We use the web for rich, complex interactions: to engage with one another, to make purchases or to do business, for creating and storing, and for numerous other use cases. And we think of all these interactions on the web today as decentralized interactions among peers, facilitated by transparent and secure services. In reality, powerful centralized services (able to manipulate, use, copy, and sell our data at will) mediate most of these transactions. Enter “Web3”.
Web3 is the evolution of the current Web2 internet infrastructure, based on the concepts of decentralization and self-sovereignty. But how Web3 can achieve these goals has been limited because the best tool we have for decentralization and self-sovereignty, the blockchain, only deals in tokens. And nearly all the blockchain-based applications today manipulate tokens in some way: trading, lending, locking, swaps, bridges, AMMs, auctions, NFTs. Businesses and people are more than financial applications; they run on data.
To facilitate the continued adoption of Web3, we’re making data accessible – not just files in a decentralized file store, but real data; rows and columns, keys and values – on the blockchain with our newest primitive.
Enabling Decentralized Data
Introducing Chia DataLayer, a general-purpose decentralized database: anyone can publish tables of data, and others can subscribe to that data. The published data is as immutable as the Chia blockchain but not stored on the blockchain. Instead, proofs of the data are stored on the blockchain, along with URLs where someone can fetch the data. A subscriber can compare the received data to the proof on the blockchain and confirm that the data is correct.

**PARTS OF THE EXERCISE**:
**a)** According to the passage on Chia DataLayer, what is kept on the blockchain in place of the published data?
**b)** Carry the passage on Chia DataLayer forward, starting after its last sentence.
The lines that come next are drawn from a separate source, not the passage on Chia DataLayer.

**DATASET RECORDS**:

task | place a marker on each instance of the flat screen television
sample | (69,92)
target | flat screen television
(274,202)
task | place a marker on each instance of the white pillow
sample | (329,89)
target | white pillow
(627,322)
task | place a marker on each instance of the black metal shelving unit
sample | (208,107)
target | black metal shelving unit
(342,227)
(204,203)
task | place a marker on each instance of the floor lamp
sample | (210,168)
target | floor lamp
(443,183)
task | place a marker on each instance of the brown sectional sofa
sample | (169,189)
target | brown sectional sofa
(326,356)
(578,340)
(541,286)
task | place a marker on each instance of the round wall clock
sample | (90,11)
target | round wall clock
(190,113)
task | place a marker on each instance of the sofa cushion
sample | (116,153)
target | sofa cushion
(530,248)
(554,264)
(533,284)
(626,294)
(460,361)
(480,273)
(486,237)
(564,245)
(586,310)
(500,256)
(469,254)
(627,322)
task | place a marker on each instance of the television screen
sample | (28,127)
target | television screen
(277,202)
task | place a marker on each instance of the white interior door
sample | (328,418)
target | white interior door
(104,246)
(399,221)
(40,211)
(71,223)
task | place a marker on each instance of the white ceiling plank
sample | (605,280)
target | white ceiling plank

**EXERCISE RESULTS**:
**a)** Proofs of the data are stored on the blockchain, along with URLs where someone can fetch the data.

**b)**
Consider the simple example of a buyer and seller of a physical product: the buyer makes an offer for on-chain payment that directly references the description of the product and includes proof they’ve accepted the terms of service; the seller can only accept the payment by recording the requested receipt, including delivery address. That is a complete transaction on-chain. Compare this example to most crypto interactions where payments are devoid of context. There are many more applications for social networks, crowdfunding, event ticketing, gig economy, auditable data, etc - and many more ideas we haven’t begun to consider.
Download the new 1.6.0 release, check out the documentation, learn more below, and join us at our upcoming Q&A session.
Data: A Challenge and an Opportunity
From the beginning, we designed Chia’s blockchain using the coin set model, which, in addition to its financial use cases, allows any type of data to be stored. However, storing large amounts of data, and making frequent changes to said data, are not practical – a transaction block is only created every 52 seconds or so, and it has a maximum size of around 400 KB.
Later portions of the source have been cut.